═════ Listing
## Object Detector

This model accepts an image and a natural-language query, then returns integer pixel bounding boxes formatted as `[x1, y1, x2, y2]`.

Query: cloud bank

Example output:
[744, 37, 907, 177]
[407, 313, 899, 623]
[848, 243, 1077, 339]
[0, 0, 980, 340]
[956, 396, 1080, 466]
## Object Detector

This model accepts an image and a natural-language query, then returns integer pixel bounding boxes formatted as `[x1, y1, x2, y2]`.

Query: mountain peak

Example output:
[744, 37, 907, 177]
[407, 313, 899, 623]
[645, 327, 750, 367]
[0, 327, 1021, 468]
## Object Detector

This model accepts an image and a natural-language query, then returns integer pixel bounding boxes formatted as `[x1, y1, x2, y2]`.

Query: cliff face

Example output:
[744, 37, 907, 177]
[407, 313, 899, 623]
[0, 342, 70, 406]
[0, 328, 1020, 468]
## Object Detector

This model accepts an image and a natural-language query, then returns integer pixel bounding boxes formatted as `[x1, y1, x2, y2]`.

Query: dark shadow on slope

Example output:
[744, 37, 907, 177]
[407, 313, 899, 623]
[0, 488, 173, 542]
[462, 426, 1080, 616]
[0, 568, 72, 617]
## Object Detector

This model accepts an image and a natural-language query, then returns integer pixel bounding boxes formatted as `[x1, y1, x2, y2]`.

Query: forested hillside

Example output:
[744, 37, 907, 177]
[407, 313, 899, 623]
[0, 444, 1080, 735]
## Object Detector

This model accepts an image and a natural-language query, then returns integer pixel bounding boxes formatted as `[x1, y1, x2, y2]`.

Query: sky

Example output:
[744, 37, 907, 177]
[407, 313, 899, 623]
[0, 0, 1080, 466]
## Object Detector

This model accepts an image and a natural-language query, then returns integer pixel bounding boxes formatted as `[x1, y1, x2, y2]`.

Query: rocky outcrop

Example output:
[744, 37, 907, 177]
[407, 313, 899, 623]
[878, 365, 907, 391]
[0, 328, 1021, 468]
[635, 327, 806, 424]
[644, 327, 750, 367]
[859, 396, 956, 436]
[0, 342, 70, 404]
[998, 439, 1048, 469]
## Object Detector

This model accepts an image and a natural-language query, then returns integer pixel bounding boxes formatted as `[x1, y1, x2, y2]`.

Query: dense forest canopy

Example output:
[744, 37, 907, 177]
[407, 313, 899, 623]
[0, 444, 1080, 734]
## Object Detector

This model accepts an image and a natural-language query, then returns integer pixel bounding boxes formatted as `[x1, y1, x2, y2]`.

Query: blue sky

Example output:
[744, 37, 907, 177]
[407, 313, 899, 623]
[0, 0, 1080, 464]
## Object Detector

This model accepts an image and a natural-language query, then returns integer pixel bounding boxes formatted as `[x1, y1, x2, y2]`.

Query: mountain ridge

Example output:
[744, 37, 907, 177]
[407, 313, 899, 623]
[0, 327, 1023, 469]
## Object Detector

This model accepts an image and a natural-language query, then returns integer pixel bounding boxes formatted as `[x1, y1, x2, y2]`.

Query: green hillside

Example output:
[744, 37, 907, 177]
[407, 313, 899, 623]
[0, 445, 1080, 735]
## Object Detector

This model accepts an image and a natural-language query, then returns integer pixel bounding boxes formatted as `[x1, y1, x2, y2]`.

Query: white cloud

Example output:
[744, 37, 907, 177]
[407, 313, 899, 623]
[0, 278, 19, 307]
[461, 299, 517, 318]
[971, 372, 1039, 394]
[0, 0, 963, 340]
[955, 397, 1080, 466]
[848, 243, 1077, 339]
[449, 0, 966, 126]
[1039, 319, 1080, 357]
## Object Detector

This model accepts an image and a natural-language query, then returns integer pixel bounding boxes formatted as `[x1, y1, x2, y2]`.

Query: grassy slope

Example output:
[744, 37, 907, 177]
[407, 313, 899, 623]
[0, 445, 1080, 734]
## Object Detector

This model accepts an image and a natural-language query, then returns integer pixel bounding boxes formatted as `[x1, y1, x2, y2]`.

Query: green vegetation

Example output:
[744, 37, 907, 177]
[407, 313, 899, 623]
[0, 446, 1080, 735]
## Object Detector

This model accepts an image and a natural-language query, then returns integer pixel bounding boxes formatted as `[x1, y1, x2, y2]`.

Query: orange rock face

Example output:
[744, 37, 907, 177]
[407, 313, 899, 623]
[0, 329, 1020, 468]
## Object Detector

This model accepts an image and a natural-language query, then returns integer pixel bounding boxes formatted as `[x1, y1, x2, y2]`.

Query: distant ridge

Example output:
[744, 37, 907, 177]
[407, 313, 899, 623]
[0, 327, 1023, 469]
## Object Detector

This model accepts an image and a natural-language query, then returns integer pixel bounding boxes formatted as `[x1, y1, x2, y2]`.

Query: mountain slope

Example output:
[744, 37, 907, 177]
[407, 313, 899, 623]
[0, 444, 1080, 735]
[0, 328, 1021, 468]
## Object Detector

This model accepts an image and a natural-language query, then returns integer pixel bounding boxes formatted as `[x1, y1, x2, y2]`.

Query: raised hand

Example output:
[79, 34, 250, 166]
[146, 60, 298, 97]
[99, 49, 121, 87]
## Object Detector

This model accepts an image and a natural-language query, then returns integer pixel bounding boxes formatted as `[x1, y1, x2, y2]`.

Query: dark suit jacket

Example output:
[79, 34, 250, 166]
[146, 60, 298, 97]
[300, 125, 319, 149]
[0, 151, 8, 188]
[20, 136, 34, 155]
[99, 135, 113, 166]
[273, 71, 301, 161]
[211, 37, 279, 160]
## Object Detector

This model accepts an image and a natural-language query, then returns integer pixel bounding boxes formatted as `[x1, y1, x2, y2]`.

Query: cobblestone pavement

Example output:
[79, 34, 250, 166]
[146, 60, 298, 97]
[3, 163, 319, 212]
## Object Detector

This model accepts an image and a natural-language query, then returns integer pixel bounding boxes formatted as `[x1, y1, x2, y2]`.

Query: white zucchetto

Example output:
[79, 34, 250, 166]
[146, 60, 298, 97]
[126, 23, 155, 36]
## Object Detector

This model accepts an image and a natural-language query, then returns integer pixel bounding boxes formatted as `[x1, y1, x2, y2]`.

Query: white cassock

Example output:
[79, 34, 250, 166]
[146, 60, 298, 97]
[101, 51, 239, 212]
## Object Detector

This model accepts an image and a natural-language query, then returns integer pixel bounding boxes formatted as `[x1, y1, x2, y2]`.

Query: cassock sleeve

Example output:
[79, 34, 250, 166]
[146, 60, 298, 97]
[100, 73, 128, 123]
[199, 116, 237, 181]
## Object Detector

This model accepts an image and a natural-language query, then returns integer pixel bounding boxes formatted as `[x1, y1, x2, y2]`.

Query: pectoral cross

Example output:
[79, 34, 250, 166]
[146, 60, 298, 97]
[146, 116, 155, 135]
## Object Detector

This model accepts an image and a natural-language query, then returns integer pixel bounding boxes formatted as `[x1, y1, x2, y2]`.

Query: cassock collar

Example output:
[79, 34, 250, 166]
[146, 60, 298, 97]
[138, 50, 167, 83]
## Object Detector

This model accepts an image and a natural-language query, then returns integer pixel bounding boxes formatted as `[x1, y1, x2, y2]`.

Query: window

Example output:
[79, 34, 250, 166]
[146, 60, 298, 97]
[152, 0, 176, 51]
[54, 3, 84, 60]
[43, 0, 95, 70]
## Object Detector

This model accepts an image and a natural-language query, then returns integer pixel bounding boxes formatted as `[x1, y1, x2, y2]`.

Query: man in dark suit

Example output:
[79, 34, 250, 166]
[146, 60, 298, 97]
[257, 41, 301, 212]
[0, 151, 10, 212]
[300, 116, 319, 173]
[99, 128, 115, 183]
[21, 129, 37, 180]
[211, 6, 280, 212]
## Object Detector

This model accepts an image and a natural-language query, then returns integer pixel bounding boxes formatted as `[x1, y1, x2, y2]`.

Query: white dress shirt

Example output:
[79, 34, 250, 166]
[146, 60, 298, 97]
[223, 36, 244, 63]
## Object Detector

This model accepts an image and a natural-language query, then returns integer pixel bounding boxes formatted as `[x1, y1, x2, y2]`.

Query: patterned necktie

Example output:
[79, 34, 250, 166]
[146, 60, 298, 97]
══════════
What is expected —
Rewrite the entries from the very start through the line containing "[0, 327, 1021, 468]", switching "mountain peak" to "snowy summit" and keeping everything else the same.

Exercise answer —
## Object Detector

This model accepts an image and a natural-language query, then returns integer pixel bounding boxes formatted as `[x1, y1, x2, y2]`.

Query: cloud bank

Example output:
[744, 37, 907, 177]
[407, 313, 899, 623]
[848, 243, 1077, 339]
[0, 0, 980, 340]
[956, 396, 1080, 466]
## Object Detector

This model accepts an image and a natural-language query, then returns integer pixel bounding boxes formatted as `[x1, y1, x2, y2]`.

Query: snowy summit

Example output:
[744, 37, 907, 177]
[407, 313, 899, 623]
[645, 327, 750, 367]
[0, 327, 1021, 468]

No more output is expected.